What this task involves: Identify each line in the entries below that contains the word "answer", and copy those lines. Case counts.

(Region annotation entries)
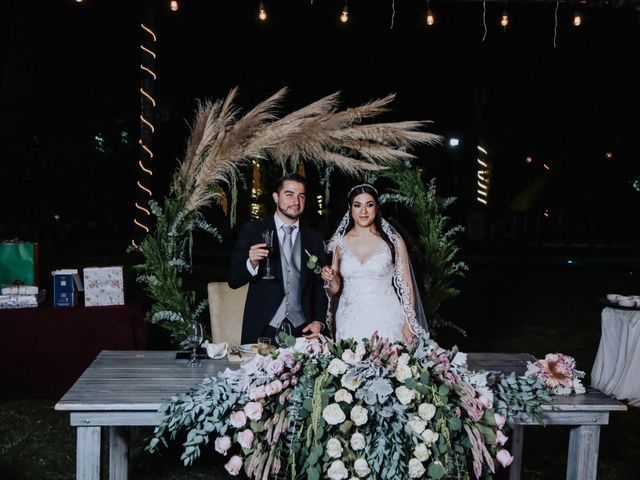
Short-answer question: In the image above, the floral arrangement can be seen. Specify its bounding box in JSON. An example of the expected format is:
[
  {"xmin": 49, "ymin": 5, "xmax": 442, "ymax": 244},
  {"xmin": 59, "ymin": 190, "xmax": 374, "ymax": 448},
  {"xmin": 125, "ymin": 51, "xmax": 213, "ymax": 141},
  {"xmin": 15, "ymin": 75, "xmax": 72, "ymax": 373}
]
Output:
[
  {"xmin": 130, "ymin": 88, "xmax": 439, "ymax": 344},
  {"xmin": 147, "ymin": 335, "xmax": 549, "ymax": 480},
  {"xmin": 526, "ymin": 353, "xmax": 585, "ymax": 395}
]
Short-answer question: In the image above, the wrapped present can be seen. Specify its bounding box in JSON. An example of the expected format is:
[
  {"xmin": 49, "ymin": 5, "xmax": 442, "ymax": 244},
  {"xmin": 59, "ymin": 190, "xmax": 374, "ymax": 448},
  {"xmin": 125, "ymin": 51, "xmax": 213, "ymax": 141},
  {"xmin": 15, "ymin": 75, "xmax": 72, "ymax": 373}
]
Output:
[
  {"xmin": 2, "ymin": 285, "xmax": 39, "ymax": 295},
  {"xmin": 51, "ymin": 268, "xmax": 82, "ymax": 307},
  {"xmin": 0, "ymin": 240, "xmax": 38, "ymax": 286},
  {"xmin": 83, "ymin": 267, "xmax": 124, "ymax": 307}
]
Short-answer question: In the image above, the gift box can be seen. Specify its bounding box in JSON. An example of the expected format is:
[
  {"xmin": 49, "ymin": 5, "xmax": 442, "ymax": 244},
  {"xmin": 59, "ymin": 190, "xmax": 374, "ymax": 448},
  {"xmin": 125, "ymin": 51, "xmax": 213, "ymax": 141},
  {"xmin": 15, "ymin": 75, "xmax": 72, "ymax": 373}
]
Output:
[
  {"xmin": 51, "ymin": 268, "xmax": 82, "ymax": 307},
  {"xmin": 83, "ymin": 267, "xmax": 124, "ymax": 307}
]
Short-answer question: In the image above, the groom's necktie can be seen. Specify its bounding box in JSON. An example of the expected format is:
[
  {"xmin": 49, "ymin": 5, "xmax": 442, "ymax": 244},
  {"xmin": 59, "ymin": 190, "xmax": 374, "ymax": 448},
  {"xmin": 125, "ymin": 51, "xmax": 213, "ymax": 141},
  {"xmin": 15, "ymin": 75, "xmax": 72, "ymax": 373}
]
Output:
[{"xmin": 282, "ymin": 225, "xmax": 296, "ymax": 263}]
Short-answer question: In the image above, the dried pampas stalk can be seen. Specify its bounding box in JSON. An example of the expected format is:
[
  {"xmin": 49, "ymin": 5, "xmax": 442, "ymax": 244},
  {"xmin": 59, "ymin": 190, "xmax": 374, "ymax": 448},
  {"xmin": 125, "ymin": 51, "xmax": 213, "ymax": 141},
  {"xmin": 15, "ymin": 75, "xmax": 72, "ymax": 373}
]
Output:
[{"xmin": 172, "ymin": 88, "xmax": 440, "ymax": 218}]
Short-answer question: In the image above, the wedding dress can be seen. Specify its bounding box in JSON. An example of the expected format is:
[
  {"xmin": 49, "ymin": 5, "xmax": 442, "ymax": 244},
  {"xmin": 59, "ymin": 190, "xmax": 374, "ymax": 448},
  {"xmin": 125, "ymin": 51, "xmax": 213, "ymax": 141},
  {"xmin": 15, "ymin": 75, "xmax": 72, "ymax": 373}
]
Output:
[{"xmin": 335, "ymin": 242, "xmax": 405, "ymax": 341}]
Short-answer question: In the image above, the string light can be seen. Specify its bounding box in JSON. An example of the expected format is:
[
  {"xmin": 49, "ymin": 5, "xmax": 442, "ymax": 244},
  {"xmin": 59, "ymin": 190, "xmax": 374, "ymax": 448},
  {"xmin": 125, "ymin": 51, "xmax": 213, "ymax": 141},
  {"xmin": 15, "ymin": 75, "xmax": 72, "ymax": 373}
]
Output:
[
  {"xmin": 131, "ymin": 22, "xmax": 157, "ymax": 247},
  {"xmin": 340, "ymin": 0, "xmax": 349, "ymax": 23},
  {"xmin": 500, "ymin": 2, "xmax": 509, "ymax": 30},
  {"xmin": 258, "ymin": 0, "xmax": 267, "ymax": 22},
  {"xmin": 427, "ymin": 0, "xmax": 436, "ymax": 27},
  {"xmin": 476, "ymin": 145, "xmax": 491, "ymax": 205},
  {"xmin": 573, "ymin": 8, "xmax": 582, "ymax": 27}
]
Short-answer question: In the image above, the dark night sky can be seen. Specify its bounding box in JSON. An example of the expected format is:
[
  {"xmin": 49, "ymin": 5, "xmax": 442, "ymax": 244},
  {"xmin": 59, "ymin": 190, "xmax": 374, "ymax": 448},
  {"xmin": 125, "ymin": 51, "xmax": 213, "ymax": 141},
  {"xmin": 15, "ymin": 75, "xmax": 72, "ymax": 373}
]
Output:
[{"xmin": 0, "ymin": 0, "xmax": 640, "ymax": 253}]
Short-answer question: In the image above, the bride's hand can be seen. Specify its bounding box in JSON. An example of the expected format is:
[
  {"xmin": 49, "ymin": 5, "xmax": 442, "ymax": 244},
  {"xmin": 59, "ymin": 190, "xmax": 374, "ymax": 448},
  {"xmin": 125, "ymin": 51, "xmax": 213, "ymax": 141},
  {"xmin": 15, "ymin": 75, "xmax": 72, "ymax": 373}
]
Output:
[{"xmin": 320, "ymin": 267, "xmax": 336, "ymax": 283}]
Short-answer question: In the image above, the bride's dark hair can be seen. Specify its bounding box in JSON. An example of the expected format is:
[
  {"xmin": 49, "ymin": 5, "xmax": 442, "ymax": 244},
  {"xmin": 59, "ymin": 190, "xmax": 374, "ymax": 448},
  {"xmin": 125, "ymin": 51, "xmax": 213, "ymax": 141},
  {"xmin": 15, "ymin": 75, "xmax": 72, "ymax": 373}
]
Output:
[{"xmin": 344, "ymin": 183, "xmax": 396, "ymax": 264}]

Written response:
Short-answer question: In the image above, the floral arrangement can be seen. Specify its bounding box in JSON. An example of the expected format is:
Short-answer question: In the image above, the wrapped present can be seen. Specify its bounding box in JSON. An example of the expected format is:
Short-answer question: In the image above, the gift box can be seen. Specify its bounding box in JSON. An example of the expected format is:
Short-answer question: In the image above, the groom's necktie can be seen. Specify its bounding box in JSON. An example of the expected format is:
Short-answer question: In the image above, the dried pampas stalk can be seen. Specify its bounding box in JSON. An example of the expected format is:
Short-answer question: In the image above, the wedding dress can be seen. Specify its bounding box in JSON. An example of the expected format is:
Short-answer question: In the image above, the string light can be seen. Specify its bounding box in JSON. An example of the expected format is:
Short-answer question: In the image above, the dark night sky can be seen. Specify its bounding box in JSON. An example of the expected format is:
Short-answer question: In the image above, the bride's hand can be seen. Specify its bounding box in JSON. An example of the expected format is:
Short-answer question: In the image above, the bride's dark hair can be seen. Specify its bounding box in JSON. An example of the expected format is:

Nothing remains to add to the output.